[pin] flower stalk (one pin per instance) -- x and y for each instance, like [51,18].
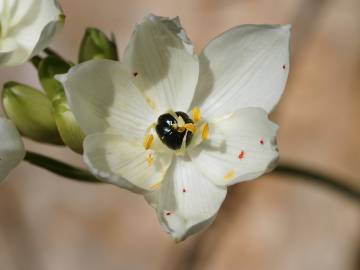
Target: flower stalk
[304,174]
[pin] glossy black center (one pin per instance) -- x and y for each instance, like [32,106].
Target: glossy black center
[169,134]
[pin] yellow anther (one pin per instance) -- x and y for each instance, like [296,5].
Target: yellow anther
[148,141]
[196,114]
[230,175]
[205,132]
[190,127]
[150,159]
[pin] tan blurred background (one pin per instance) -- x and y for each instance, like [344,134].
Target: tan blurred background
[277,222]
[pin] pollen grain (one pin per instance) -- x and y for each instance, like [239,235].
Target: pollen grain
[205,132]
[148,141]
[196,113]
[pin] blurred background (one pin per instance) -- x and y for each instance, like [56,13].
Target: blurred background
[276,222]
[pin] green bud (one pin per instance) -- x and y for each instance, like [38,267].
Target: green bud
[96,45]
[47,69]
[31,111]
[69,129]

• [WHAT IS REQUIRED]: Recast all of the data above as a numbered list with one line per item, leaving out blank lines and the pictures.

• [TASK ANSWER]:
1. [pin] flower stalk (one pin per instance) -- x and y for each instance, like [51,18].
2. Target: flower stalk
3. [304,174]
4. [pin] glossy black center (one pin per instance) -- x and y for each instance, like [32,106].
5. Target: glossy black center
6. [169,134]
7. [pin] yellow anther (one pin per instance) -- x and y for each instance, like [296,5].
8. Target: yellow anther
9. [148,141]
10. [196,114]
11. [230,175]
12. [205,132]
13. [190,127]
14. [150,159]
15. [pin] tan blurred background (one pin per instance) -- x and y for each instance, like [344,134].
16. Target: tan blurred background
17. [277,222]
18. [pin] pollen grain (one pin per instance) -- x and y for each instance, like [239,235].
19. Target: pollen grain
20. [205,132]
21. [148,141]
22. [196,113]
23. [pin] blurred background (one pin per instance) -- x and y for each instance, like [56,13].
24. Target: blurred background
25. [276,222]
26. [pin] green bud (one pin per instance) -- x and y for each instance, like [38,267].
27. Target: green bud
28. [96,45]
29. [47,69]
30. [31,111]
31. [69,129]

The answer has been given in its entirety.